=== Problem to work on ===
What is needed here is an exact copy of every entry.

*** Records to process ***

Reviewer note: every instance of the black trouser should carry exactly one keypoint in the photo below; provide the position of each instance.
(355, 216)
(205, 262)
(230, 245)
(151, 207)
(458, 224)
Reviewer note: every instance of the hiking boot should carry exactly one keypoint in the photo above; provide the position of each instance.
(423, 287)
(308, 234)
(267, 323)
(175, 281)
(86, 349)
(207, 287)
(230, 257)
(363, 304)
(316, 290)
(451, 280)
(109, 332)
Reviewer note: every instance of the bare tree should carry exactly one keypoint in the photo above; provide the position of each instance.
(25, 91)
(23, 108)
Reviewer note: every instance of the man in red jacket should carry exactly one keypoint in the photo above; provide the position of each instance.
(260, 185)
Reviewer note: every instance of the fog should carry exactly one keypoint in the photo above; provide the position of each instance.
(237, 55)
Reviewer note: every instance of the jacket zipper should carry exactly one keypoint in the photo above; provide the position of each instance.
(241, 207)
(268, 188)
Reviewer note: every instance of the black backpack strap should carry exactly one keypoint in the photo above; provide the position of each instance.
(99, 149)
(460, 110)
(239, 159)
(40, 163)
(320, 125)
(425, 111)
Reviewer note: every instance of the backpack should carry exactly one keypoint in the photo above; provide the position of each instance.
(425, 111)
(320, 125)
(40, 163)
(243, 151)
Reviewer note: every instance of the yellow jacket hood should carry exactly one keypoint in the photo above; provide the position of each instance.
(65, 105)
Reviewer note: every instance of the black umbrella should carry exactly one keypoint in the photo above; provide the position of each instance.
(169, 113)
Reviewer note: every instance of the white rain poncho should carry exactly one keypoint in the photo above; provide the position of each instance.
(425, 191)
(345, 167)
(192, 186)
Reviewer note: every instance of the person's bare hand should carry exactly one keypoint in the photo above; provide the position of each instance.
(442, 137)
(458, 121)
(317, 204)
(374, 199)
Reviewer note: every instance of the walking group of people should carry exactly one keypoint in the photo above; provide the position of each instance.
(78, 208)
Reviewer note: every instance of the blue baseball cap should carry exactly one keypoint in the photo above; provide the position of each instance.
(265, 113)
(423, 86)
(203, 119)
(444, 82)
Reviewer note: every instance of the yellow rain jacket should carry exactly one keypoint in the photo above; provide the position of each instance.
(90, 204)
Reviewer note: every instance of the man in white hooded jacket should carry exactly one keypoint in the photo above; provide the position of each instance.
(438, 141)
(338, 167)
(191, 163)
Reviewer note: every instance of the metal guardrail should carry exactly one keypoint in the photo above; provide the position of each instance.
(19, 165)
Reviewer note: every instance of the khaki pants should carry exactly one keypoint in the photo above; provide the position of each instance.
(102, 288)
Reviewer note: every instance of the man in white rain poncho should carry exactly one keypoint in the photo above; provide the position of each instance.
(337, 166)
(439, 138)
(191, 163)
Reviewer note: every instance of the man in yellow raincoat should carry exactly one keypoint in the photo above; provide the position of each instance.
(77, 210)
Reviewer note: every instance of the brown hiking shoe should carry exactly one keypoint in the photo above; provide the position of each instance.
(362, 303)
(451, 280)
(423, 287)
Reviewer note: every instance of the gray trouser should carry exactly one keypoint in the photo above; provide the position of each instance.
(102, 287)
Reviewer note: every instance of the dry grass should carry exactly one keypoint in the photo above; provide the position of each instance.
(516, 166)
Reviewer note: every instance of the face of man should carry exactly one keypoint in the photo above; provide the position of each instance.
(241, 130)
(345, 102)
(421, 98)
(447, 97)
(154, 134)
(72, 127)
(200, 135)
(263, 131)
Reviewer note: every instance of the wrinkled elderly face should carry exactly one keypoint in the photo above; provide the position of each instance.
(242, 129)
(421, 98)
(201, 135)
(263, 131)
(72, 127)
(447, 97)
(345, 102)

*** End of Records to process ***

=== Solution for this exercise ===
Reviewer note: every instance of the black trouser should carry exactly one keypoint in the photo below; provide the position of each instance.
(355, 216)
(205, 262)
(230, 245)
(151, 207)
(458, 224)
Reviewer note: every instance of the hiking boot should carry exactly one keypoint in the photo above; provide the position of each instance.
(423, 287)
(308, 234)
(267, 323)
(175, 281)
(86, 349)
(207, 287)
(230, 257)
(363, 304)
(316, 290)
(451, 280)
(109, 332)
Reviewer note: every instance of the bare tree should carry exactly one keypoint in the photo above; provide the position of each instance.
(25, 91)
(23, 108)
Reviewer note: every instance of the man in red jacket should carry exactly one keypoint in the photo above; provide the position of each instance.
(260, 185)
Reviewer note: every instance of the fog should carry exactly one keypoint in the photo above; provide the position of each instance.
(237, 55)
Reviewer note: every instance of the jacket zipper should carry exactly one keypoint in the photo above; provide the position of each instance.
(241, 207)
(268, 188)
Reviewer note: every instance of the black backpack strap should carry exactly one keypoint in the photo above; provide the position of each instance.
(99, 149)
(460, 110)
(239, 159)
(40, 163)
(320, 125)
(425, 111)
Reviewer note: every instance of the backpack should carry exactly one keypoint in the photo above; provide the position of each instance.
(425, 111)
(320, 125)
(40, 163)
(243, 151)
Reviewer note: every instance of the yellow jacket hood should carry exactly one keypoint in the photo above; provide the position of each instance.
(65, 105)
Reviewer note: every instance of the black umbrella should carry exactly one keypoint in the photo above; provide the position of each instance.
(169, 113)
Reviewer note: every instance of the white rain poncho should carry exactly one keypoint in the photo above; provide the position of each instance.
(425, 191)
(345, 167)
(192, 186)
Reviewer note: every instance of the person's bare hand should carry exactly one keypoint in the photo above; provide the position of each instance.
(442, 137)
(458, 121)
(317, 204)
(374, 199)
Reviewer note: every instance of the walking group of people should carry exactly one keypoint in the photo above; provide the position of each instance.
(78, 208)
Reviewer note: every instance of the blue baseball cap should carry exactly one keypoint in the photo above; provide the position of each instance.
(265, 113)
(423, 86)
(203, 119)
(444, 82)
Reviewer note: every instance of the yellow rain jacket should carry exactly one keypoint in the photo above; provide the position of each instance.
(90, 204)
Reviewer note: every instance of the man in white hooded jacket should carry exactly one keypoint in the photo above; provide the position of each instance.
(438, 141)
(338, 167)
(191, 163)
Reviewer note: every instance of the metal guardrail should carry exactly one keypoint in the photo above; provide the position of each instance.
(19, 165)
Reviewer note: every instance of the khaki pants should carry exactly one keypoint in the photo above; provide the position of each instance.
(102, 288)
Reviewer note: every instance of the man in white rain poncho should carry exactly one keypoint in the photo above; provide the position of each instance.
(337, 166)
(439, 138)
(191, 163)
Reviewer note: every instance of the man in yellow raincoat should carry exactly one keypoint in the photo above; provide the position of each instance.
(77, 210)
Reviewer note: every instance of the brown hiking shoe should carry exactly one keypoint in the photo above; provide the position of each instance.
(362, 303)
(451, 280)
(423, 287)
Reviewer note: every instance of the gray trouser should carry exactly one keypoint in the photo above; provide the position of each instance.
(102, 287)
Reviewer note: every instance of the dry grass should carry exactly one keypoint in the photo above; provide the position of each instance.
(516, 166)
Reviewer note: every instance of the face of man should carry exactly one keypoint in the photo above; provide the position of each instance.
(241, 130)
(345, 102)
(421, 98)
(447, 97)
(154, 134)
(72, 127)
(200, 135)
(263, 131)
Reviewer note: every instance of the wrinkled elderly face should carry exactly one keypoint in the photo above; provide the position of each instance.
(242, 129)
(421, 98)
(201, 135)
(263, 131)
(72, 127)
(447, 97)
(345, 102)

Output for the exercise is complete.